■ SOURCE ■
But fresh blood is welcome. And that’s what happens in each book, including this one, which had a Nov. 3 release.

First, a refresher of Following the Lead’s plot: Isabel’s old boss, Lin Pierce was a boy when his baby sister was abducted from the front yard and never found. He was supposed to be watching her but he got distracted. Lin hopes Isabel can bring closure and perhaps find his sister.

So who’s and what’s new? We do get see a different side to Lin, who hired Isabel in the second book at the ridiculous rate of a buck a day. But it was an arrangement that was OK because Isabel had to work for a licensed P.I. for three years before she could strike out on her own. In Following the Lead, we meet Lin, the distraught and hopeful brother.

We also get to know his parents, Ben and Jessica Pierce. Ben we know under his alias, the Bald Old Fart. The abduction of their daughter severed that marriage. Ben also had issues with his son, blaming him and his ex-wife for the baby’s abduction. But he goes along with Isabel taking on this case because he knows her from her visits to the backroom of the general store where the Old Farts gather.

Jessica is less enthused. A musician, at the time she was giving a lesson to a student who would later go onto to be a well-known pianist. She is a bit uneasy about Isabel’s line of questioning, actually more than that, but I won’t spoil what happens there.

■ MATERIAL SHOWN ■
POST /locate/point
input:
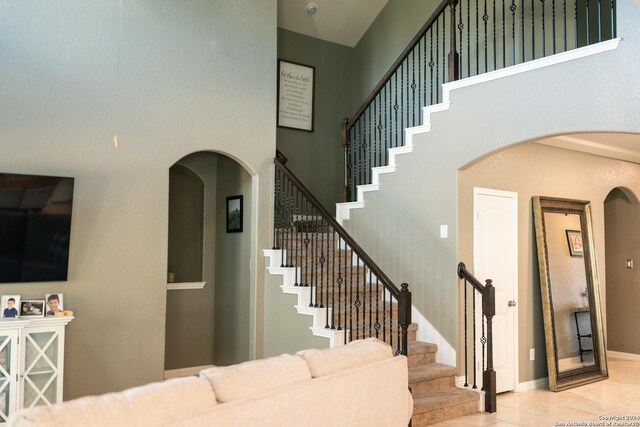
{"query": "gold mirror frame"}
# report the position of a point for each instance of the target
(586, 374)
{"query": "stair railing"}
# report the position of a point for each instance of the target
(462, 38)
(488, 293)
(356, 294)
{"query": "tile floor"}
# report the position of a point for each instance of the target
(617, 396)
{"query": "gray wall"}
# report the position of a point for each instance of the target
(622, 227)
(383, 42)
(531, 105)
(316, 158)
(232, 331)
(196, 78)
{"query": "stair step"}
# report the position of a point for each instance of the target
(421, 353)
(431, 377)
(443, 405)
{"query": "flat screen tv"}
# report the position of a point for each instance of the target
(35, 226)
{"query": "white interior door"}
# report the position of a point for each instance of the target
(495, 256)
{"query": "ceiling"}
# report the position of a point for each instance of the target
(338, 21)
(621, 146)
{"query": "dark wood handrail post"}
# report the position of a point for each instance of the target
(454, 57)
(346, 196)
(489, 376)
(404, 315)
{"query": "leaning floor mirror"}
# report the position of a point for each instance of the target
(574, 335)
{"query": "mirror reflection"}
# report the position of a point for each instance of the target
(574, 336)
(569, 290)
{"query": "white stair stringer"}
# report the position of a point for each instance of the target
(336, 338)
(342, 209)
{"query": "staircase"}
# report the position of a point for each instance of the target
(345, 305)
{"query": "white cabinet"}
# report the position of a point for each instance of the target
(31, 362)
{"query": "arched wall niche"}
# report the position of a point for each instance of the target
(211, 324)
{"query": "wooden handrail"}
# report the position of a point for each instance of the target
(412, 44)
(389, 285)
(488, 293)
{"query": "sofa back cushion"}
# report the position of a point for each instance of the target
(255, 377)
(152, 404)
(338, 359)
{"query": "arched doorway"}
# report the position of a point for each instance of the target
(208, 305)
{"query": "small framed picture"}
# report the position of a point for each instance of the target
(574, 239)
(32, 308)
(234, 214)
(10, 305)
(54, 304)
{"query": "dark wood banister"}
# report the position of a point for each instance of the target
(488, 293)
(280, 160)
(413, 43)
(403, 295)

==

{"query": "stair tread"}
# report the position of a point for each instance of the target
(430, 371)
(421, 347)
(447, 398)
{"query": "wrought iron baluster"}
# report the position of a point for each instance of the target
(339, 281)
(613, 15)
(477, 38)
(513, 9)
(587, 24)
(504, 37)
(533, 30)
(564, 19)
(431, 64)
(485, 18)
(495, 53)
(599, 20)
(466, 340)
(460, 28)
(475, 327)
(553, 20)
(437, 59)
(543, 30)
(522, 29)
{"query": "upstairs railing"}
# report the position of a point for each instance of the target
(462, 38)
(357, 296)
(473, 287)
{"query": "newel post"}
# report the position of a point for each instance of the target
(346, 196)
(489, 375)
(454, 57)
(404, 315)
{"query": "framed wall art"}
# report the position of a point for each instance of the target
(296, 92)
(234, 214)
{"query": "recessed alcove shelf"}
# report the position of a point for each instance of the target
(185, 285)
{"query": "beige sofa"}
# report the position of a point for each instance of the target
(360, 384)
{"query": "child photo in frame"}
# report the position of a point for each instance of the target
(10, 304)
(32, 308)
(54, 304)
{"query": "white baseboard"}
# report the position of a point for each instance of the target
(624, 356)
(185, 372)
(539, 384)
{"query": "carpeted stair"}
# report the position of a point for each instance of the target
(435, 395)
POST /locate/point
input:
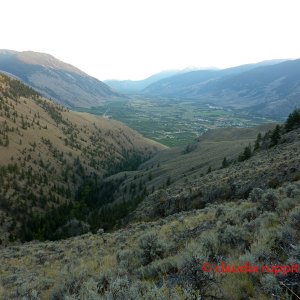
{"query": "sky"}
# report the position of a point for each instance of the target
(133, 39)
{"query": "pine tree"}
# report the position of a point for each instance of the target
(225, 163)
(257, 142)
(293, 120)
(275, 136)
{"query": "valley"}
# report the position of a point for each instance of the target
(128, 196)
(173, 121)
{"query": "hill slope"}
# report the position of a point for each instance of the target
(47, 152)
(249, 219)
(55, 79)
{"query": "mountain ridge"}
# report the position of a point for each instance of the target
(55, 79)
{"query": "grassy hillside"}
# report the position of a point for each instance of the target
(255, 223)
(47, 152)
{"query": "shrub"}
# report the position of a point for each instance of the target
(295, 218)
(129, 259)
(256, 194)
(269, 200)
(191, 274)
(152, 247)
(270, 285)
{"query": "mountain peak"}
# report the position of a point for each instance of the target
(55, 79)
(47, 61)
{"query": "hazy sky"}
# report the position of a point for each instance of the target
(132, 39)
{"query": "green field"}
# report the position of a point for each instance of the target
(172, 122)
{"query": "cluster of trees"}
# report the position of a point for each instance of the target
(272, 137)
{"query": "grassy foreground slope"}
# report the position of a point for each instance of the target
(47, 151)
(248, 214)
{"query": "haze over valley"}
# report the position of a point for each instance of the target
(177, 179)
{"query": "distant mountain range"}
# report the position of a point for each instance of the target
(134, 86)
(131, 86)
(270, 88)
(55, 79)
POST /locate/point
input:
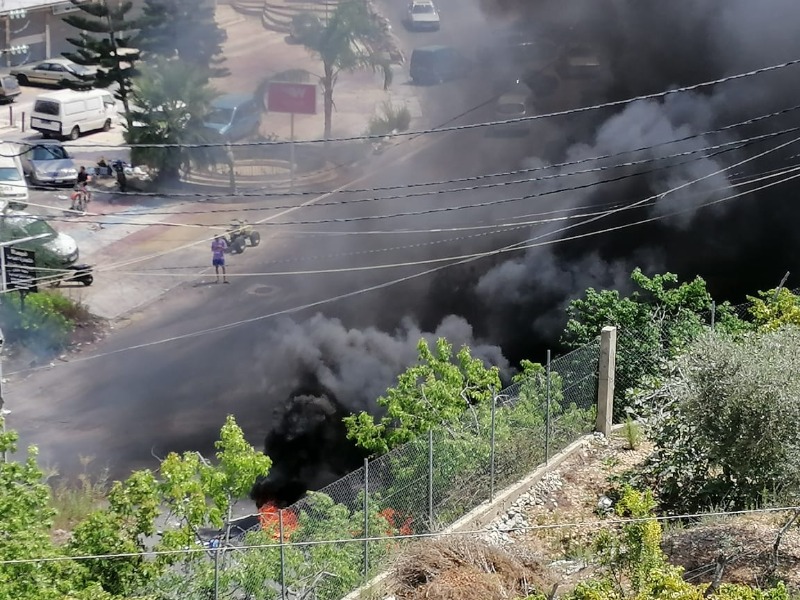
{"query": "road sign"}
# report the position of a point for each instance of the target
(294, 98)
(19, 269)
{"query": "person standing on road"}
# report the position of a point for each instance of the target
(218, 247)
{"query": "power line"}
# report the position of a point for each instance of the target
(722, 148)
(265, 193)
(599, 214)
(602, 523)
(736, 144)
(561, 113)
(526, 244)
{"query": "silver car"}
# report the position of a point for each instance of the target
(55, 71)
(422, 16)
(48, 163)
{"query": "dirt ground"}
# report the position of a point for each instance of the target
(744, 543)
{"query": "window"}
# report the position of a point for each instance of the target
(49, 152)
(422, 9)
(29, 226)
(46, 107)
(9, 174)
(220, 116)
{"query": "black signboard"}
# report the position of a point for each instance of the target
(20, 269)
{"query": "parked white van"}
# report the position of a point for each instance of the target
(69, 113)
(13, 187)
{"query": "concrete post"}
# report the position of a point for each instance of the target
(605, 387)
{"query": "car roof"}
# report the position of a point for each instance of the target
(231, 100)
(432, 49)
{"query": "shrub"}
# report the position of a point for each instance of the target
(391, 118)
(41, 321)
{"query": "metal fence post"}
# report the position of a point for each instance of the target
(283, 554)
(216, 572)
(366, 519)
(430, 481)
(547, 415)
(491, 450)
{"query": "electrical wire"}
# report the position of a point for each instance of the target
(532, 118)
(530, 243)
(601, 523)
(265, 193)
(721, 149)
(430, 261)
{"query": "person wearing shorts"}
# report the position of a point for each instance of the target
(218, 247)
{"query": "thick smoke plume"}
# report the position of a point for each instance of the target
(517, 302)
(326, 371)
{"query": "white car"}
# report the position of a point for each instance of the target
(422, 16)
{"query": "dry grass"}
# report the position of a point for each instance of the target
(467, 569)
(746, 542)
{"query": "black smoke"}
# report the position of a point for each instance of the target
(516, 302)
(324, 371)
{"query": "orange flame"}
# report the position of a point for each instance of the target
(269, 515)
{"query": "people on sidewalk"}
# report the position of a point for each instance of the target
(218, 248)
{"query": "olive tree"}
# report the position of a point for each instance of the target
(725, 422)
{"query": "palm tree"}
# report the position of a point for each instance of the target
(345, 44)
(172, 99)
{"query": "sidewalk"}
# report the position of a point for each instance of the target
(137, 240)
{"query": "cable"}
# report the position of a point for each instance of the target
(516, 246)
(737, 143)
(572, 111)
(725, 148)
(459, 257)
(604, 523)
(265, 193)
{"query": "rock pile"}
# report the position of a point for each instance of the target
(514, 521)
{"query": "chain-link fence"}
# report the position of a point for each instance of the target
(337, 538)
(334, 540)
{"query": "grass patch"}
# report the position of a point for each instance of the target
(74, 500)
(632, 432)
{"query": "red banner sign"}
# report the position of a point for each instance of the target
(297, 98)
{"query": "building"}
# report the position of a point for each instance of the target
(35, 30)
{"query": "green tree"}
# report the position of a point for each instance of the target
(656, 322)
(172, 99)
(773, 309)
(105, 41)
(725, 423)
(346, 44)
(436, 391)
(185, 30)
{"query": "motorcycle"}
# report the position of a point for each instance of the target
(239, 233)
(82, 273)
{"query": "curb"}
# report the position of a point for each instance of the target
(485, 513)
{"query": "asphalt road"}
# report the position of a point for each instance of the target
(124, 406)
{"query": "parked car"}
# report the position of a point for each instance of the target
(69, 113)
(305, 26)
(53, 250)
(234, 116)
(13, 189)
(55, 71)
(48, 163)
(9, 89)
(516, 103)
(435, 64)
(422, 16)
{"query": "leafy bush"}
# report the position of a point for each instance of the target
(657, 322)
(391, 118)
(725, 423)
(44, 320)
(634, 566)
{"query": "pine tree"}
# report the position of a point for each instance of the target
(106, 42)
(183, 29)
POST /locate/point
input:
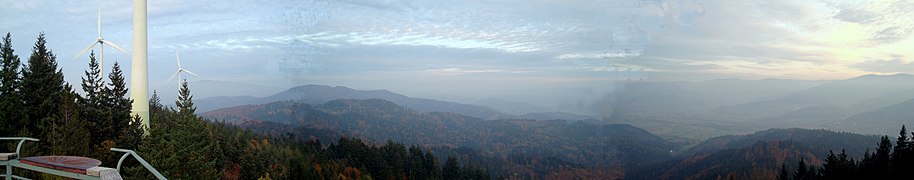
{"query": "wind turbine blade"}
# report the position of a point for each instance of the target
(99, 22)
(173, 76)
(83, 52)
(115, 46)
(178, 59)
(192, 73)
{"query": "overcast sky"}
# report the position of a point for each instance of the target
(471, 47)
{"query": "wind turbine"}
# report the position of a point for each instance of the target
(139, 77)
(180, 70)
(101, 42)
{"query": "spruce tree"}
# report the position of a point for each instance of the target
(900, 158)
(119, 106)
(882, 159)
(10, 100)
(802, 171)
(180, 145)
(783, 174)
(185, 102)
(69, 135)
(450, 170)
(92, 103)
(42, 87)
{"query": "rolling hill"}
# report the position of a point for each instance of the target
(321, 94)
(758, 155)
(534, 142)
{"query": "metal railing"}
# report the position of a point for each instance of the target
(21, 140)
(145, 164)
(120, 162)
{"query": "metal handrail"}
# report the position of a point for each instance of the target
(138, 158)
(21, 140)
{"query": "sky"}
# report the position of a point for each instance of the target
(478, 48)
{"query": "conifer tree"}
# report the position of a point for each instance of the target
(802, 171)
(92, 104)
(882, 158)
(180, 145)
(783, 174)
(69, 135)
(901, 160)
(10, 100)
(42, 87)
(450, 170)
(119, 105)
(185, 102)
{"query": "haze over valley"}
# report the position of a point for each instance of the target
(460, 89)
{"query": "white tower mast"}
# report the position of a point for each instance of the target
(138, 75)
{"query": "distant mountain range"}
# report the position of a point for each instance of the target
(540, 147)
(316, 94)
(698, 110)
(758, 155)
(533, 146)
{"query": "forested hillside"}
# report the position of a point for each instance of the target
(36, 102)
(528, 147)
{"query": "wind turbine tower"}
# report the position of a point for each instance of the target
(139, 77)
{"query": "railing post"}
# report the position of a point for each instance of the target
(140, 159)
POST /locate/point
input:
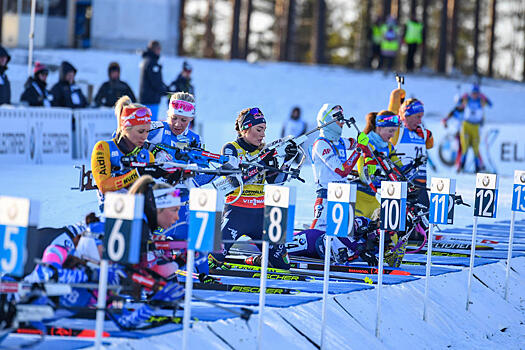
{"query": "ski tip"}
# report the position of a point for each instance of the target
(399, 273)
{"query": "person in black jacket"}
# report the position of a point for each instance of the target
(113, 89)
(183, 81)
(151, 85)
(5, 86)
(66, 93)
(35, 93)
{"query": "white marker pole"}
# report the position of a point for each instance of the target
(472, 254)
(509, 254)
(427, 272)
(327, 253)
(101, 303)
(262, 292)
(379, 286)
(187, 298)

■ WHAT THE TASK REQUIRES ■
Return, word for word, the part of the book review that runs from "But fresh blood" to "and hopeful brother.".

■ RESPONSE TO THE TASK ■
But fresh blood is welcome. And that’s what happens in each book, including this one, which had a Nov. 3 release.

First, a refresher of Following the Lead’s plot: Isabel’s old boss, Lin Pierce was a boy when his baby sister was abducted from the front yard and never found. He was supposed to be watching her but he got distracted. Lin hopes Isabel can bring closure and perhaps find his sister.

So who’s and what’s new? We do get see a different side to Lin, who hired Isabel in the second book at the ridiculous rate of a buck a day. But it was an arrangement that was OK because Isabel had to work for a licensed P.I. for three years before she could strike out on her own. In Following the Lead, we meet Lin, the distraught and hopeful brother.